begin RAW RECORDS
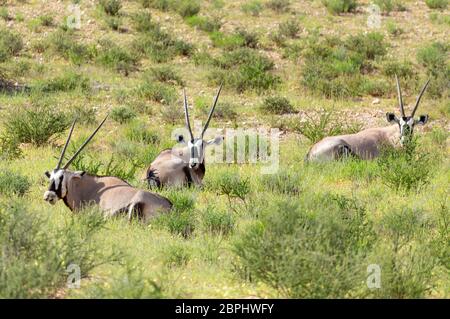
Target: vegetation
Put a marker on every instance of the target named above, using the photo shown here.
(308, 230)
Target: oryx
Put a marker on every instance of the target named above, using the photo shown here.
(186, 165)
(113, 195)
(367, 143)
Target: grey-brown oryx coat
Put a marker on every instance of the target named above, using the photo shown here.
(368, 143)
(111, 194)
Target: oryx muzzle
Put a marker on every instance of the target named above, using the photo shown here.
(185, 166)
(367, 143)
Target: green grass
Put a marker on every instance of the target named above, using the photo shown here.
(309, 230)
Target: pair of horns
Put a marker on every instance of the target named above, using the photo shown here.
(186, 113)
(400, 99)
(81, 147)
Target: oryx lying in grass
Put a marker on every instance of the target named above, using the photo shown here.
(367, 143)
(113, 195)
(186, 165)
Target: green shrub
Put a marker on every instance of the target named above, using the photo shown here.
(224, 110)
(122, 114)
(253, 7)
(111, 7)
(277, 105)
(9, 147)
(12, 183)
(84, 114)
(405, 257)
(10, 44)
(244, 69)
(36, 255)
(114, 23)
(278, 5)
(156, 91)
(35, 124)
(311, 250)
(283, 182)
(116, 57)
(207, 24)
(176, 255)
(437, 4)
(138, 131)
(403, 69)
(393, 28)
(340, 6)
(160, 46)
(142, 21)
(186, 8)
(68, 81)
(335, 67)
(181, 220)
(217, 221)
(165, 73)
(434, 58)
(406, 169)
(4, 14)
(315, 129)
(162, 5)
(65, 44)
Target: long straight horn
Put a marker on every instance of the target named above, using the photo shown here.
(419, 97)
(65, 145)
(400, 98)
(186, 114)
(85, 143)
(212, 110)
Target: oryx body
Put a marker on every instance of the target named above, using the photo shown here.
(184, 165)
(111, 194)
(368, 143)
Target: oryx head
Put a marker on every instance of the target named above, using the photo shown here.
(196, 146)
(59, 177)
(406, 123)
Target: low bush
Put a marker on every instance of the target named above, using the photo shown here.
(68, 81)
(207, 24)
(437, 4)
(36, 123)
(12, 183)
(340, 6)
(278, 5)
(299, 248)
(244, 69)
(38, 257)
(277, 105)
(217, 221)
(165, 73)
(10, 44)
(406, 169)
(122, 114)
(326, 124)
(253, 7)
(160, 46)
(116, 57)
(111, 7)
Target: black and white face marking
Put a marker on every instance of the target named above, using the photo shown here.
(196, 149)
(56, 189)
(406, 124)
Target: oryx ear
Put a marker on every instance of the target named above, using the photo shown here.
end RAW RECORDS
STATED PROBLEM >> Starting at the line containing "Target: oryx body" and ending at the last line of the material, put each line into a Markdown table with two columns, Row and Line. Number the rows in order and leave out any blank lines.

WRITTEN RESPONSE >>
| Row | Line |
|---|---|
| 1 | Target: oryx body |
| 2 | Put a marker on every instance of the target named above, using the photo shown here. |
| 3 | (184, 165) |
| 4 | (111, 194) |
| 5 | (368, 143) |
| 6 | Target: oryx head |
| 7 | Put a marker on every instance of the target named above, using the photo shown here. |
| 8 | (196, 146) |
| 9 | (59, 177) |
| 10 | (406, 123) |
| 11 | Target: low bush |
| 12 | Put a marker on every instance of the target named above, using the photo shown here. |
| 13 | (68, 81) |
| 14 | (207, 24) |
| 15 | (437, 4) |
| 16 | (36, 123) |
| 17 | (12, 183) |
| 18 | (340, 6) |
| 19 | (278, 5) |
| 20 | (299, 248) |
| 21 | (244, 69) |
| 22 | (38, 257) |
| 23 | (277, 105) |
| 24 | (217, 221) |
| 25 | (165, 73) |
| 26 | (10, 44) |
| 27 | (406, 169) |
| 28 | (122, 114) |
| 29 | (326, 124) |
| 30 | (253, 7) |
| 31 | (160, 46) |
| 32 | (116, 57) |
| 33 | (111, 7) |
| 34 | Target: black and white face marking |
| 35 | Put a marker on every instance of the target named above, using the photo shown here. |
| 36 | (196, 149) |
| 37 | (56, 189) |
| 38 | (406, 124) |
| 39 | Target: oryx ear |
| 40 | Put a marker on every instance of the target named above, using the photo shown here. |